Saved entries
----------------

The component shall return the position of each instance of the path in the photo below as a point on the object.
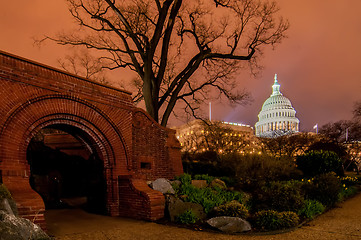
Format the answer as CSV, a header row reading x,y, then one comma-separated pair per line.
x,y
343,223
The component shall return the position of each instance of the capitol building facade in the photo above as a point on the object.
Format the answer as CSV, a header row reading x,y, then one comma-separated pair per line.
x,y
277,116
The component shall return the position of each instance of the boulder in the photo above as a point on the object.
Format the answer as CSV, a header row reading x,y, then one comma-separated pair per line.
x,y
218,183
176,207
176,183
230,224
199,183
13,228
163,185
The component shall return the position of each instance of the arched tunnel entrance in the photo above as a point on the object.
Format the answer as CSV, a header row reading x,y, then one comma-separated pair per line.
x,y
66,169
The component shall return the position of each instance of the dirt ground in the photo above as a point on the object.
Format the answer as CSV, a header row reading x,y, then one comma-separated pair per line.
x,y
343,222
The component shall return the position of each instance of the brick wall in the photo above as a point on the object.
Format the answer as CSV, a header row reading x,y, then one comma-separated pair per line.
x,y
130,144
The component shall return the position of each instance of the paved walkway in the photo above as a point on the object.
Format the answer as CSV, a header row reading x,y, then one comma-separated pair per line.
x,y
343,223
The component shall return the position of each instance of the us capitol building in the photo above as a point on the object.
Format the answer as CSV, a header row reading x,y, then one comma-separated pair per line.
x,y
277,116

----------------

Transcribe the data completely. No pictures should appear in the transcription.

The component shall return the position of each instance of the path in the photo below as a point on the object.
Format the answer as CSV, a header row reading x,y, then one comma-separated pair per line.
x,y
343,223
The component shall return the position of each instance of the capitol building facade in the photo above as a point on the object.
Format the answer as CSV, a header row reading x,y, then one comma-separated pair per line.
x,y
277,116
The component shall return the position of each instance of the boulder in the photo above as a point on the object.
Format the answer as CSV, a header row reading x,y, then one comma-separated pair per line.
x,y
218,183
176,207
176,183
230,224
199,183
13,228
163,185
The component shall return the position of each instance of the arched tunnel entrance in the photo above as a point on the object.
Format the answer as CSV, a header row reading x,y, then one comma-separated pair per line.
x,y
66,169
The component shall return the position of each instance of the dirt ground in the photo above as a point on the object.
Format the answer as CSV, a header row reading x,y, then one comma-separated pair per line.
x,y
343,222
The component shall return the position of each instance of the brick wall in the photo above as a point on the object.
Format the answer as CSV, a header row reading x,y, then one comma-separated pair per line.
x,y
130,144
The component shall return the position of each instance of the paved walkway in the photo above as a point on the object.
Format the answer as CSV, a header row reading x,y, then one comma-separated pair per line.
x,y
343,223
The component shall return the position of each instance of the us capitol building in the photo above as a point on the object.
Format the answer as CSV, a header row reading x,y, then one comma-separated pair per line.
x,y
277,116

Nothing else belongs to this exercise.